----- Source material -----
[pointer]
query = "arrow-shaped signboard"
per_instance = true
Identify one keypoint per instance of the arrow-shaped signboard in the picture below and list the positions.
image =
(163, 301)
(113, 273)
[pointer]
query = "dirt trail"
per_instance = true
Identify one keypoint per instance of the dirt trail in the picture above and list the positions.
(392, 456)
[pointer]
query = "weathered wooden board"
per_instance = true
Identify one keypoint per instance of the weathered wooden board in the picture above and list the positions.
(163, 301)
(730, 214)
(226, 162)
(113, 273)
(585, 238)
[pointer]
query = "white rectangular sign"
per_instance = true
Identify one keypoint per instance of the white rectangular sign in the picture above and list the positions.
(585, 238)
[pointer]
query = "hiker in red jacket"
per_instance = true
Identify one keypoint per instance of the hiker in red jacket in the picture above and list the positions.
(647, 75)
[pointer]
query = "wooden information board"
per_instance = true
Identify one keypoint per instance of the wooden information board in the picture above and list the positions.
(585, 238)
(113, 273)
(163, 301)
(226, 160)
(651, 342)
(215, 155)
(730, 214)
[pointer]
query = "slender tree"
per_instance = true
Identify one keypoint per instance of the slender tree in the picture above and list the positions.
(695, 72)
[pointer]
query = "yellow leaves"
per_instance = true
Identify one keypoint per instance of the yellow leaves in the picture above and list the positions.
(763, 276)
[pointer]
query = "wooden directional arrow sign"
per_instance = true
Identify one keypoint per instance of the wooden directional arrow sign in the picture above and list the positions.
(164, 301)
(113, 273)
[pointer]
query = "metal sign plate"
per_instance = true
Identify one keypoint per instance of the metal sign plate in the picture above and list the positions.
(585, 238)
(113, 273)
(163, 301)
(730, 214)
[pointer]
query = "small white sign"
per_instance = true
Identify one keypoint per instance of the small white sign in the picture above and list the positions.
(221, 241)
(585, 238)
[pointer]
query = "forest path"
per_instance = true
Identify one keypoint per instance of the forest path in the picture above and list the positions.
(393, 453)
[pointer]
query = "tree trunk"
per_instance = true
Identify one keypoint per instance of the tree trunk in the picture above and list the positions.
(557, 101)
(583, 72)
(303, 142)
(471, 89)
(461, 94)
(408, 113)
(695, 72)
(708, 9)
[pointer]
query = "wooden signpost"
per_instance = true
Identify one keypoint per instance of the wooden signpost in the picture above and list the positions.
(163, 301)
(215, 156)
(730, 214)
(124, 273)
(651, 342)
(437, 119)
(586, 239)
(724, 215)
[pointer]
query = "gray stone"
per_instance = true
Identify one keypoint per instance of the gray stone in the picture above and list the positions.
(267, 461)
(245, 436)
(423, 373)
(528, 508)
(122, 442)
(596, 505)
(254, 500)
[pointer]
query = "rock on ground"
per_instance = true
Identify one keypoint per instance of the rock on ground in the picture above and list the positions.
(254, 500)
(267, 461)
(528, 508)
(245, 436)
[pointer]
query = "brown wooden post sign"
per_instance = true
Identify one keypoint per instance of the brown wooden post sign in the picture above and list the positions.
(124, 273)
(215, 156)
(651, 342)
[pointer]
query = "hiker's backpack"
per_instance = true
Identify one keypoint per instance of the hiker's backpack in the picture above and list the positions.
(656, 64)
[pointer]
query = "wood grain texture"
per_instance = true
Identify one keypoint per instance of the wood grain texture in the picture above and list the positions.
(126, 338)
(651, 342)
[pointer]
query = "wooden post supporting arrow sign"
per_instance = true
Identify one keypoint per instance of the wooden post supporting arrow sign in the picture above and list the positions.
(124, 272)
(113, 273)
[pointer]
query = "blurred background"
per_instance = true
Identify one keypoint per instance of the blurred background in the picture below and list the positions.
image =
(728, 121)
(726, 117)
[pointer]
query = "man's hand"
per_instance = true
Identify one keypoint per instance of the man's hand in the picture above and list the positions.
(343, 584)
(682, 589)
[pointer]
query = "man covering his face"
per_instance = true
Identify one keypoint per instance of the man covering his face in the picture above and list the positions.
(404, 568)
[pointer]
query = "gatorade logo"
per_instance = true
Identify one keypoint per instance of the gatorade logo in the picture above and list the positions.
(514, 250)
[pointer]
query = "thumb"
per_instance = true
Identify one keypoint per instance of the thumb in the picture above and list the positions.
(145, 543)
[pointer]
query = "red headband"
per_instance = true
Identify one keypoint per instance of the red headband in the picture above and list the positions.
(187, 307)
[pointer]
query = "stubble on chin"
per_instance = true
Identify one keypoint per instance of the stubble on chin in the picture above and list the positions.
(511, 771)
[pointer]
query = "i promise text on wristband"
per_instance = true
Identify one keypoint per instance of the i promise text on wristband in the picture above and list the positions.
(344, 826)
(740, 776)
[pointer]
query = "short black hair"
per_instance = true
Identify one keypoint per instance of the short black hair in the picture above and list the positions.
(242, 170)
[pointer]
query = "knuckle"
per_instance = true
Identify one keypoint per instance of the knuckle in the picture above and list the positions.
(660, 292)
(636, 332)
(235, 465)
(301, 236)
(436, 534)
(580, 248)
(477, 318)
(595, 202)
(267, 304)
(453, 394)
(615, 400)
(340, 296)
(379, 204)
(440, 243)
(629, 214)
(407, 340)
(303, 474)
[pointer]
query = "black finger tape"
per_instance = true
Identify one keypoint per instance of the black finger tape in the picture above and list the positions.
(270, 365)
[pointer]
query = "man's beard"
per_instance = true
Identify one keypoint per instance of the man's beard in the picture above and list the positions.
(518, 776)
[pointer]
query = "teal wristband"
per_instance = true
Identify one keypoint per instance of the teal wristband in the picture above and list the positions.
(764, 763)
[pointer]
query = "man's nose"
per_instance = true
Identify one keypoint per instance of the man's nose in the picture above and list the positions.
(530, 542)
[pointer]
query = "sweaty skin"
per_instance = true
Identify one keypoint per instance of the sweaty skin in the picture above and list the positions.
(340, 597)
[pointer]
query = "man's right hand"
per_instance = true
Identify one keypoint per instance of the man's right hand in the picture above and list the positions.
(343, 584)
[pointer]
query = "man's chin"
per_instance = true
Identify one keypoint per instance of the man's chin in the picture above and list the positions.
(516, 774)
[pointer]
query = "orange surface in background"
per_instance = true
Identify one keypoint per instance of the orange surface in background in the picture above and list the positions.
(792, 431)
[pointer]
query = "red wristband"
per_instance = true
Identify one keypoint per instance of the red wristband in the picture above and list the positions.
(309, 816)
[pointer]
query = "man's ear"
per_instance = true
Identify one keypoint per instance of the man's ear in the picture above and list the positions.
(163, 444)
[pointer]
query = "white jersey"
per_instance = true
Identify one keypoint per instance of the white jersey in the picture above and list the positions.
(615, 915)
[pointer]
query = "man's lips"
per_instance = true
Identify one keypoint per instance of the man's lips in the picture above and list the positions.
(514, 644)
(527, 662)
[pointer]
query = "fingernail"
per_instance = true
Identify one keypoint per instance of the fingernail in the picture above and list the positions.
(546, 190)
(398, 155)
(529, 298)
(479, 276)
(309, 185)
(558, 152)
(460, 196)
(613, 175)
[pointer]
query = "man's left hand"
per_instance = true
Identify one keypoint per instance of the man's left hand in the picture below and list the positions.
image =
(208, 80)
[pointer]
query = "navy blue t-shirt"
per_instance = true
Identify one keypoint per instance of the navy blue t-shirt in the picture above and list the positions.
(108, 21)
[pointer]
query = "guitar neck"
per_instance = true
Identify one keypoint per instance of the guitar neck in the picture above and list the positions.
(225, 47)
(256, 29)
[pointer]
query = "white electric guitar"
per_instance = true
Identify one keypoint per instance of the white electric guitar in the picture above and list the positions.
-----
» **Work request**
All of the records need to be returned exactly as they are.

» **Reply to the exercise**
[pointer]
query = "arrow-shaped signboard"
per_instance = true
Identify one keypoint per instance of the arrow-shaped signboard in the picture below and list the positions.
image =
(163, 301)
(113, 273)
[pointer]
query = "dirt trail"
per_instance = true
Identify one keypoint per instance of the dirt trail in the picture above and list the positions.
(392, 456)
[pointer]
query = "weathered wooden board"
per_instance = true
Identify one keypoint per instance of the weathered wooden board in the picture above and list the positions.
(163, 301)
(730, 214)
(226, 162)
(113, 273)
(585, 238)
[pointer]
query = "white rectangular sign"
per_instance = true
Identify one keypoint per instance of the white rectangular sign in the picture above and list the positions.
(585, 238)
[pointer]
query = "hiker in red jacket"
per_instance = true
Identify one keypoint per instance of the hiker in red jacket in the picture above and list the positions.
(647, 75)
[pointer]
query = "wooden information board"
per_instance = true
Identify one keypoint per instance of the wooden information board in the picture above and list the positions.
(585, 238)
(113, 273)
(163, 301)
(226, 160)
(651, 342)
(215, 155)
(730, 214)
[pointer]
query = "slender tree"
per_instance = true
Identify one keypoint per instance of the slender tree in the picture above and list the positions.
(695, 72)
[pointer]
query = "yellow leaves"
per_instance = true
Identify one keypoint per instance of the yellow leaves in the picture above and list the positions.
(763, 276)
[pointer]
query = "wooden directional arrow sign"
per_instance = true
Identify one keypoint per instance of the wooden directional arrow sign in the picture above and list the positions.
(164, 301)
(113, 273)
[pointer]
query = "metal sign plate"
per_instance = true
Identify one keypoint per instance of the metal sign plate in the picture above and list the positions.
(585, 238)
(113, 273)
(163, 301)
(730, 214)
[pointer]
query = "small white sign"
per_instance = true
Identify one keypoint per instance of the small white sign in the picture above and list the positions.
(221, 241)
(585, 238)
[pointer]
query = "forest path"
per_instance = true
Identify one keypoint per instance of the forest path in the picture above and list the positions.
(393, 453)
[pointer]
query = "tree trunk"
per_instance = true
Identify one keypoint per instance of the tree trunk in the picture above and list the positions.
(557, 101)
(583, 72)
(303, 142)
(471, 89)
(461, 94)
(408, 113)
(695, 72)
(708, 9)
[pointer]
query = "wooden signpost"
per_instance = true
Identify one keypoint per instance of the wooden signpost in the picture above and list the positions.
(163, 301)
(215, 156)
(730, 214)
(124, 273)
(651, 342)
(437, 119)
(586, 239)
(724, 215)
[pointer]
query = "gray stone"
per_instance = true
Identify one keypoint per instance of the gray stone in the picture above and list the positions.
(267, 461)
(245, 436)
(423, 373)
(528, 508)
(122, 442)
(596, 505)
(254, 500)
[pointer]
query = "rock on ground"
per_instance = true
Identify one keypoint per instance of the rock on ground in the picture above and list the positions.
(254, 500)
(267, 461)
(528, 508)
(245, 436)
[pointer]
query = "brown wooden post sign"
per_instance = true
Identify one keypoint per instance of the brown wooden post sign in the picture above and list the positions.
(124, 273)
(215, 156)
(651, 342)
[pointer]
query = "hiker's backpack"
per_instance = true
Identify one keypoint per instance of the hiker's backpack in the picture above and list the positions.
(656, 64)
[pointer]
query = "wood grain texture"
per_instance = true
Identify one keypoint per instance of the wood grain texture in the picture above and list the positions.
(126, 338)
(651, 342)
[pointer]
query = "wooden post supporting arrow sign"
per_instance = true
Identify one keypoint per instance of the wooden post supporting arrow sign in the picture above and list the positions.
(124, 272)
(113, 273)
[pointer]
query = "blurred background"
per_instance = true
Identify one keypoint per instance of the blurred background in the picture below and list the positions.
image =
(728, 121)
(726, 117)
[pointer]
query = "man's hand"
per_instance = true
Identify one keypoint per instance of the man's hand in the picture above and list the positions.
(343, 584)
(682, 589)
[pointer]
query = "man covering his face"
per_instance = true
Identify one keypoint per instance of the man covering his face in the picture above and list the positions.
(404, 568)
[pointer]
query = "gatorade logo"
per_instance = true
Identify one keypoint per instance of the gatorade logo in the picture above and list the positions.
(514, 250)
[pointer]
query = "thumb"
per_instance = true
Identify one keypoint per instance of the thumb in the picture above and list the positions.
(145, 543)
[pointer]
query = "red headband"
per_instance = true
Identify one keypoint per instance of the red headband in the picture above and list the positions.
(187, 307)
[pointer]
query = "stubble on chin"
per_instance = true
Identify one keypoint per instance of the stubble on chin in the picture above and list the positions.
(511, 771)
[pointer]
query = "i promise text on wristband"
per_instance = true
Identify one keypoint per instance of the i promise text on wristband in the picture above and list the positions.
(344, 826)
(740, 776)
[pointer]
query = "short black hair"
per_instance = true
Identify one keypoint per instance of the short black hair in the picture above and list the positions.
(242, 170)
[pointer]
query = "knuckle"
per_instance = true
Identify one keypoint per instance of the knuckle in the picture above and list the positions.
(660, 292)
(636, 332)
(235, 465)
(301, 236)
(436, 534)
(580, 248)
(477, 318)
(595, 202)
(267, 304)
(453, 394)
(615, 400)
(340, 296)
(379, 204)
(440, 243)
(629, 214)
(407, 340)
(303, 474)
[pointer]
query = "black finger tape"
per_instance = true
Identify one keypoint per instance of the black finger tape in the picture above and list the positions.
(270, 365)
[pointer]
query = "man's beard"
per_instance = true
Identify one keypoint per instance of the man's beard in the picture above and list the positions.
(518, 776)
[pointer]
query = "teal wristband"
per_instance = true
Identify one keypoint per instance of the teal wristband in the picture above and list the positions.
(764, 763)
[pointer]
query = "man's nose"
per_instance = true
Identify one keypoint per instance of the man's nose in the picture above and list the positions.
(530, 542)
[pointer]
query = "sweaty skin"
per_instance = true
Identify one keypoint per instance of the sweaty skin in the picture above and list the positions.
(340, 597)
[pointer]
query = "man's right hand"
per_instance = true
Identify one keypoint per instance of the man's right hand in the picture above and list the positions.
(343, 584)
[pointer]
query = "man's chin"
per_instance = true
Identify one keypoint per instance of the man's chin in the picture above and list the positions.
(516, 774)
[pointer]
query = "orange surface in background"
per_instance = true
Identify one keypoint per instance of the orange surface in background in the picture above and list the positions.
(792, 431)
[pointer]
query = "red wristband"
per_instance = true
Identify one keypoint per instance of the red wristband in the picture above and list the positions.
(309, 816)
[pointer]
query = "man's ear"
per_instance = true
Identify one keypoint per instance of the man's ear in the picture above and list the positions.
(163, 444)
[pointer]
query = "white jersey"
per_instance = true
Identify one keypoint per instance of the white jersey in the picture above and list the positions.
(615, 915)
[pointer]
query = "man's lips"
per_instance = true
Identify one keypoint per instance of the man's lips in the picture above and list the positions.
(514, 644)
(527, 662)
[pointer]
query = "fingernail"
per_instance = true
Identify one keypoint per instance of the fingernail in the picture above and list the positions.
(546, 190)
(398, 155)
(529, 298)
(479, 276)
(309, 185)
(558, 152)
(460, 196)
(613, 175)
[pointer]
query = "man's left hand"
per_instance = true
Identify one keypoint per instance of the man's left hand in the picture below and list the positions.
image =
(208, 80)
[pointer]
query = "navy blue t-shirt"
per_instance = true
Identify one keypoint per instance of the navy blue t-shirt in the picture above and list the positions.
(108, 21)
[pointer]
query = "guitar neck"
per_instance = true
Identify one keypoint per instance of the guitar neck in the picture above and list the positions.
(225, 47)
(256, 29)
[pointer]
query = "white electric guitar"
per_instance = true
Identify one keypoint per instance of the white electric guitar in the picture above and list the positions.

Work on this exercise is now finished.